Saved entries
• • •

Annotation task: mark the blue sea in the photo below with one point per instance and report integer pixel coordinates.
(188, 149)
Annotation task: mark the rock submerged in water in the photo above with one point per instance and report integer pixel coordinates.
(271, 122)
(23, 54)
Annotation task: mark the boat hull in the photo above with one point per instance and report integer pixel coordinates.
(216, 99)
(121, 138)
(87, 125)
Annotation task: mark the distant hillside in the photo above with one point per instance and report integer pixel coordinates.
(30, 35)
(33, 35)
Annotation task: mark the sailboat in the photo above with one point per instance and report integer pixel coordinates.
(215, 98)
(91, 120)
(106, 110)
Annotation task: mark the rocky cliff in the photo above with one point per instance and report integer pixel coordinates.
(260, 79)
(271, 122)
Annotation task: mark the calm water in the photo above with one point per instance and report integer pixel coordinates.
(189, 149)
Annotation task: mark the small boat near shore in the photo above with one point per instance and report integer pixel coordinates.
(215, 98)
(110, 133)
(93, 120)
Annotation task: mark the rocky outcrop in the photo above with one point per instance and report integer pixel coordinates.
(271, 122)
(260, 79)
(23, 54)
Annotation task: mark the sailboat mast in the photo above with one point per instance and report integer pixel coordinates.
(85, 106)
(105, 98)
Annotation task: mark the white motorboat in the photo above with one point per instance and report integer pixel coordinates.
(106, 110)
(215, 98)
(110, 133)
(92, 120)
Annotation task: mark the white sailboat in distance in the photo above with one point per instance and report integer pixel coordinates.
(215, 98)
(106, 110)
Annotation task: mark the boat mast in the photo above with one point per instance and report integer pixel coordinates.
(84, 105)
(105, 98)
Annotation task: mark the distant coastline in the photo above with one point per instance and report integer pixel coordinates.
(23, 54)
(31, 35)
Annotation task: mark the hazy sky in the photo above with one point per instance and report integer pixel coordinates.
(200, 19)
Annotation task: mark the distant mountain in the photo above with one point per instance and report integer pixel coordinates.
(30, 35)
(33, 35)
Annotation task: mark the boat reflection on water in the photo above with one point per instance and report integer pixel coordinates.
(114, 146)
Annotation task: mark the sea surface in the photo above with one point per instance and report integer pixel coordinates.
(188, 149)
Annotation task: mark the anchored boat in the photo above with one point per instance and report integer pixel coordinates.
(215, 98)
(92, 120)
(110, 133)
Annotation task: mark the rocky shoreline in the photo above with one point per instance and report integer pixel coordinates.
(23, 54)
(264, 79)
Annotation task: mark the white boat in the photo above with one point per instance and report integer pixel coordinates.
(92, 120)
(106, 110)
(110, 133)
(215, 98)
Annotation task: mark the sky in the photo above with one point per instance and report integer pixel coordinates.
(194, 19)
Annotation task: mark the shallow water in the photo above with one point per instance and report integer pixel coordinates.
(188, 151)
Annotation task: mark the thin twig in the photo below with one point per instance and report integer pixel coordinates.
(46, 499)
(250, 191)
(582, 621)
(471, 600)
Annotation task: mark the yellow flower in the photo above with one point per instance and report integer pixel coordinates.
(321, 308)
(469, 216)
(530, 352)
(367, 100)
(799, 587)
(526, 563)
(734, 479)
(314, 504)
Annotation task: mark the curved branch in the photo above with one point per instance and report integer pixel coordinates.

• • •

[EXERCISE GOAL]: The records shown above must be returned in full, exactly as written.

[EXPECTED ANSWER]:
Annotation task: mark the blue sea in the photo below with one point per instance and report integer pixel coordinates.
(188, 149)
Annotation task: mark the rock submerged in water in the photo above with one point per instance and report integer pixel coordinates.
(271, 122)
(23, 54)
Annotation task: mark the boat hull in the photo above with one point per instance and report integer pixel coordinates.
(216, 99)
(121, 138)
(87, 125)
Annotation task: mark the distant hillside in the photo above with one point per instance and report integer pixel coordinates.
(30, 35)
(33, 35)
Annotation task: mark the sailboat in the photo above with one point per instance and report integer pixel coordinates.
(215, 98)
(91, 120)
(106, 110)
Annotation task: mark the rocky cliff in the photo above with one point per instance and report integer pixel coordinates.
(260, 79)
(271, 122)
Annotation task: mark the calm water in the photo above with one point per instance and report integer pixel coordinates.
(189, 149)
Annotation task: mark the small boat near shore in the photo above with one point per instance and report integer pixel coordinates.
(215, 98)
(110, 133)
(93, 120)
Annotation task: mark the rocky outcrop in the photo above with one point per instance and report integer pixel coordinates.
(271, 122)
(260, 79)
(23, 54)
Annotation task: mark the sailboat mast in the photo above with one point per instance and report integer pixel coordinates.
(85, 106)
(105, 98)
Annotation task: mark the white motorboat in the photo above with one point per instance and report integer pixel coordinates.
(106, 110)
(215, 98)
(110, 133)
(92, 120)
Annotation task: mark the white sailboat in distance in the photo above with one point per instance and report integer pixel coordinates.
(215, 98)
(106, 110)
Annotation task: mark the boat mast in the photo above with one point per instance and report integer pixel coordinates.
(84, 105)
(105, 98)
Annotation task: mark the distant coastline in the photo above with one point per instance and report integer pixel coordinates.
(23, 54)
(31, 35)
Annotation task: mark the hazy sky in the photo above with one point per instance and report integer pixel coordinates.
(200, 19)
Annotation task: mark the distant mountain in the photo above with one point per instance and report integer pixel coordinates.
(30, 35)
(33, 35)
Annotation task: mark the boat reflection on water in the photo above with one point per instance and report integer pixel coordinates.
(114, 146)
Annotation task: mark the sea surface in the photo above with one point per instance and report integer pixel coordinates.
(188, 149)
Annotation task: mark the anchored boat in the photo above with one point per instance and report integer pixel coordinates.
(215, 98)
(92, 120)
(110, 133)
Annotation task: mark the rocky shoreline in the photo above with one point per instance and report integer pixel coordinates.
(23, 54)
(264, 79)
Annotation task: mark the white boat in the photo above with one point per instance and report integer pixel coordinates.
(92, 120)
(106, 110)
(110, 133)
(215, 98)
Annotation task: mark the sky in the photo above with one point per instance and report integer pixel coordinates.
(194, 19)
Annotation task: mark the shallow water in the photo above with one point per instance and report integer pixel coordinates.
(188, 151)
Annotation task: mark the thin twig in the photo below with one point per instance and report integer pixel coordinates.
(46, 499)
(250, 191)
(582, 621)
(471, 600)
Annotation task: mark the yellow flower in the photo above with one point per instance and report integer pixel coordinates.
(321, 308)
(469, 216)
(530, 352)
(367, 100)
(799, 587)
(526, 563)
(734, 479)
(314, 504)
Annotation task: mark the curved branch in the photo above with one point per instance and report integer pixel coordinates.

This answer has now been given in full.